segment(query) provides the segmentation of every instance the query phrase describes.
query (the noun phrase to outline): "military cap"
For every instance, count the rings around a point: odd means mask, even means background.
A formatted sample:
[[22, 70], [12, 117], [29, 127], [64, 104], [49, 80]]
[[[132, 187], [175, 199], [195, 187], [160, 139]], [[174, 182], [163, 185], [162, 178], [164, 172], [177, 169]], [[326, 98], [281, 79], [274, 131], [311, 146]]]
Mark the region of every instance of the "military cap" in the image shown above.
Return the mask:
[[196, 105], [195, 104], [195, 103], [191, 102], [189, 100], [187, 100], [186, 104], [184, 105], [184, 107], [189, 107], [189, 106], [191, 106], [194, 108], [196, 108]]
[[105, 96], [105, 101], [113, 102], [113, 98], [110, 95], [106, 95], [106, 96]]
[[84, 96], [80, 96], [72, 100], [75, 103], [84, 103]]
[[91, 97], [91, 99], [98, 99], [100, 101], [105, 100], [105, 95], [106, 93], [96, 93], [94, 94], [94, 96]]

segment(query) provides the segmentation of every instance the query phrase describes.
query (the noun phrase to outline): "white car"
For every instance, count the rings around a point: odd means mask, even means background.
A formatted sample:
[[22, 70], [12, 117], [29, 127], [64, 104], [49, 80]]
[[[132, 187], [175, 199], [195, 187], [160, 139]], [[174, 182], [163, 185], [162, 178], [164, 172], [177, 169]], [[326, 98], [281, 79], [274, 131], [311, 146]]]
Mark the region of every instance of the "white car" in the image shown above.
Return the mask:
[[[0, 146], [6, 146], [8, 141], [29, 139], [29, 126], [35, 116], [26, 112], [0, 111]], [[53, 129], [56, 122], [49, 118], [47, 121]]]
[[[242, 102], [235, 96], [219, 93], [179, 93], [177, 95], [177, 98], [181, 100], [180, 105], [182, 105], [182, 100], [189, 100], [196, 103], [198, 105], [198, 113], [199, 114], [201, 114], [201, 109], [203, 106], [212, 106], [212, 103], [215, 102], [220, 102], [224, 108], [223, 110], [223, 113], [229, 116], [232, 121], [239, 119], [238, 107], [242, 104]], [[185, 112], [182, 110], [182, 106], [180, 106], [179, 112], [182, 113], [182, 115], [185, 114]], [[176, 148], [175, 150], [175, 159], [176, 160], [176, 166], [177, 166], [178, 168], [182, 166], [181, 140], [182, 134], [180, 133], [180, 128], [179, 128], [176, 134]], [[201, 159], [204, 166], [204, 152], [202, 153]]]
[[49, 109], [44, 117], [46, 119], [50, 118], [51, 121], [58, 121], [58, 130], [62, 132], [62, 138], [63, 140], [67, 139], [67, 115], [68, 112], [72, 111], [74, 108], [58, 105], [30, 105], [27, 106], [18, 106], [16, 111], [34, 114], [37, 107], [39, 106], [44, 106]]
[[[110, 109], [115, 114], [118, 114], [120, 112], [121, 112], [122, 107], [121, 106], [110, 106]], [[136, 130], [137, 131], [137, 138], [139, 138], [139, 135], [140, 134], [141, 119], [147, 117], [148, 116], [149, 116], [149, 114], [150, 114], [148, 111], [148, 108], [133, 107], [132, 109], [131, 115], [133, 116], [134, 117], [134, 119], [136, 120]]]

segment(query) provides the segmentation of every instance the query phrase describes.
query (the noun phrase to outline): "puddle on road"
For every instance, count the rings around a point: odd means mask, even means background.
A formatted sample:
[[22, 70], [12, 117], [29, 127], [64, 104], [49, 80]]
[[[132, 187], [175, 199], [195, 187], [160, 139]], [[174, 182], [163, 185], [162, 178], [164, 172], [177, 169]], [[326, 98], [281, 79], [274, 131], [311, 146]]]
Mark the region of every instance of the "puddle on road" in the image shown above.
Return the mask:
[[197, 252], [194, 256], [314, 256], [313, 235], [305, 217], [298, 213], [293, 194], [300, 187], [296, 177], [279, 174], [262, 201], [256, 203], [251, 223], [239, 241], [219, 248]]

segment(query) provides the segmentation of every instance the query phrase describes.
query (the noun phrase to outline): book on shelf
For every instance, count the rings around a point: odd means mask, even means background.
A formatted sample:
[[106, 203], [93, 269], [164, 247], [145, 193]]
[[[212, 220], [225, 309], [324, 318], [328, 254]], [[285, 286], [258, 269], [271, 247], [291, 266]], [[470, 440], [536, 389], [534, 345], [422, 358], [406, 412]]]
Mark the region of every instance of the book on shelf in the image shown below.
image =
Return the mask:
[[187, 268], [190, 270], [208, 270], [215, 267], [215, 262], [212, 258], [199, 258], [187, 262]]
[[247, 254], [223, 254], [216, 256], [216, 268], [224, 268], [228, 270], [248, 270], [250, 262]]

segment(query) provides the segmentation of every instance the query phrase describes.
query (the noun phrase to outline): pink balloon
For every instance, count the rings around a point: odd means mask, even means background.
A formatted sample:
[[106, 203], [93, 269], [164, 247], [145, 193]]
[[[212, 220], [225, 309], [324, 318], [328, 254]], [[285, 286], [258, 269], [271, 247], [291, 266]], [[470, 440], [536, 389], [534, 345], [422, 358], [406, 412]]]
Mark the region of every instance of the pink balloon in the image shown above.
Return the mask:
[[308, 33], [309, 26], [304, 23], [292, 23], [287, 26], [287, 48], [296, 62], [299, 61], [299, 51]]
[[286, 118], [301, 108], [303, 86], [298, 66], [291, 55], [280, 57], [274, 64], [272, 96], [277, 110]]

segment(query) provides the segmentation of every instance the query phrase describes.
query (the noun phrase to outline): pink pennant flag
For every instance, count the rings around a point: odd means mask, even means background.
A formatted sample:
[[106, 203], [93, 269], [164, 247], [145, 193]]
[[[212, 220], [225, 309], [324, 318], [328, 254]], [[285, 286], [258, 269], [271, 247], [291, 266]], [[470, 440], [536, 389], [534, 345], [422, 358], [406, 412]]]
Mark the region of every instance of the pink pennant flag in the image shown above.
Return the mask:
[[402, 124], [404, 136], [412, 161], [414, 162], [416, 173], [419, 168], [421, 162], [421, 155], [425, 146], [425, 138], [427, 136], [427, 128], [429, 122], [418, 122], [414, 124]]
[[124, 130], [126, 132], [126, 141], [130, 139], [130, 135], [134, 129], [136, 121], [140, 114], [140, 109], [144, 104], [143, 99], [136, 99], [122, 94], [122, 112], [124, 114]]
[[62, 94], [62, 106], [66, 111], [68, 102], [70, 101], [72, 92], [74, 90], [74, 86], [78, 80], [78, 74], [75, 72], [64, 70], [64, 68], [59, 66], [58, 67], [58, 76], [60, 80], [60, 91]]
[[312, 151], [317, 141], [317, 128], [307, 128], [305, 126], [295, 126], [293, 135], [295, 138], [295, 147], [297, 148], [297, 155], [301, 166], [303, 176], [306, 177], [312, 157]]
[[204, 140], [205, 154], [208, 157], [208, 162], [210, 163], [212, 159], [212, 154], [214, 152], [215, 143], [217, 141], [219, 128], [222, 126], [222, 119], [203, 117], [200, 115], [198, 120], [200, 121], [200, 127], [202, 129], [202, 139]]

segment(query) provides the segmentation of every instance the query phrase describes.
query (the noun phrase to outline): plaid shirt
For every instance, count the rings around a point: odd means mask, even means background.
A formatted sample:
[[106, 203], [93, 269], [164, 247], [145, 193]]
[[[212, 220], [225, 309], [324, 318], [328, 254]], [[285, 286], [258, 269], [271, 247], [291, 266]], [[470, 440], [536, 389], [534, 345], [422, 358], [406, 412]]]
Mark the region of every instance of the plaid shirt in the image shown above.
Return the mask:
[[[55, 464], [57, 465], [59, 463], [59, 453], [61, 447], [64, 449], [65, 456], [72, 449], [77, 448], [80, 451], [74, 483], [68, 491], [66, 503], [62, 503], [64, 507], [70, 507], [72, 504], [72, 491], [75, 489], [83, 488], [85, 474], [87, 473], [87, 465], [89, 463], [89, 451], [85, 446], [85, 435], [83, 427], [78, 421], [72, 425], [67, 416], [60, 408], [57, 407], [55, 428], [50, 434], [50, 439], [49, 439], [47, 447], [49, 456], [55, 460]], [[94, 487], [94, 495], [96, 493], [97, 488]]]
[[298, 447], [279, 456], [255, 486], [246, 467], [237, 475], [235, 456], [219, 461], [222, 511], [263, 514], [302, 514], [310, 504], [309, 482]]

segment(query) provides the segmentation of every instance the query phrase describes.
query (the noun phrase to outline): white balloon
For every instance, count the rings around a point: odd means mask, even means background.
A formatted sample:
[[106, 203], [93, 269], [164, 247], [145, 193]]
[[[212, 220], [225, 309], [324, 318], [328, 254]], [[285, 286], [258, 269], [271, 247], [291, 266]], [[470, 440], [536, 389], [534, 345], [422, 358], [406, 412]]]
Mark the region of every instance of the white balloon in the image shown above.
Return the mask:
• • • • •
PROBLEM STATEMENT
Switch "military cap" to "army helmet" throughout the rows, from the start of the rows through the line containing "94], [94, 96]]", and give only those lines back with everything else left the same.

CORRECT RESULT
segment(query) provides the segmentation of every instance the query phrase describes.
query (the noun phrase to outline): "army helmet"
For every instance, count the rings around a point: odd means mask, even means background.
A formatted sample:
[[22, 70], [12, 117], [29, 127], [64, 104], [49, 80]]
[[[132, 187], [175, 199], [195, 187], [160, 139]], [[174, 182], [163, 185], [162, 178], [164, 172], [177, 169]], [[326, 98], [281, 79], [274, 131], [311, 146]]]
Mark the region of every instance of the "army helmet" in the image shown above.
Return the mask:
[[196, 105], [195, 104], [195, 103], [191, 102], [189, 100], [187, 100], [186, 104], [184, 105], [184, 107], [189, 107], [189, 106], [191, 106], [194, 108], [196, 108]]
[[105, 96], [105, 101], [113, 102], [113, 98], [110, 95], [106, 95], [106, 96]]
[[84, 96], [80, 96], [72, 100], [75, 103], [84, 103]]
[[91, 97], [91, 99], [98, 99], [100, 101], [105, 100], [105, 95], [106, 93], [96, 93], [94, 94], [94, 96]]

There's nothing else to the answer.